#### [Text segment]
◆ ◆ ◆ ◆ ◆ ◆ ◆
The idea of a tritium power cell is pretty straightforward: stick enough of the tiny glowing tubes to a photovoltaic panel and your DIY “nuclear battery” will generate energy for the next decade or so. Only problem is that the power produced, measured in a few microwatts, isn’t enough to do much with. But as [Ian Charnas] demonstrates in his latest video, you can eke some real-world use out of such a cell by storing up its power over a long enough period.
As with previous projects we’ve seen, [Ian] builds his cell by sandwiching an array of keychain-sized tritium tubes between two solar panels. Isolated from any outside light, power produced by the panels is the result of the weak green glow given off by the tube’s phosphorus coating as it gets bombarded with electrons. The panels are then used to charge a bank of thin-film solid state batteries, which are notable for their exceptionally low self-discharge rate.
◆ ◆ ◆ ◆ ◆ ◆ ◆
#### [Information shown]
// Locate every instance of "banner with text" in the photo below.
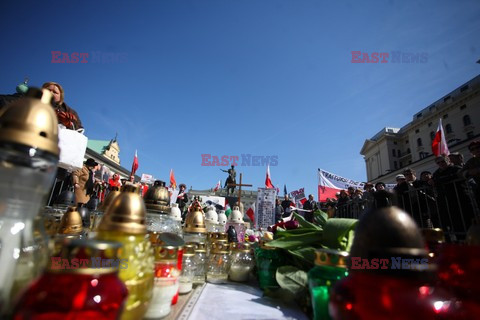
◆ ◆ ◆ ◆ ◆ ◆ ◆
#### [Challenge]
Extend the article on the tritium power cell above, picking up right after its last sentence.

#### [Final answer]
Some quick math told [Ian] that a week of charging should build up enough of a charge to power a knock-off handheld Tetris game for about 10 minutes. Unfortunately, after waiting the prescribed amount of time, he got only a few seconds of runtime out of his hacked together power source.
His best guess is that he got a bad batch of thin-film batteries, but since he could no longer find the exact part number he used originally, he had to design a whole new PCB for the second attempt. After waiting two long months to switch the game on this time, he was able to play for nearly an hour before his homebrew nuclear energy source was depleted.
We wouldn’t consider this terribly practical from a gaming standpoint, but like the solar harvesting handheld game we covered last year, it’s an interesting demonstration of how even a minuscule amount of power can be put to work for intermittent applications. Here it’s a short bout of wonky Tetris, but the concept could just as easily be applied to an off-grid sensor.
[Thanks to Dan for the tip.]
30 thoughts on “Tetris Handheld Powered By Tritium Cell, Eventually”
If you can avoid the hydrogen escaping, you should get more power if all the material that absorbed beta radiation was removed, allowing the beta particles to hit the voltaic materials directly to generate a higher voltage.
Glen – super comment! I totally agree. Betavoltaic devices would generate more power. I don’t have the equipment to make one, so I did the best I could :-)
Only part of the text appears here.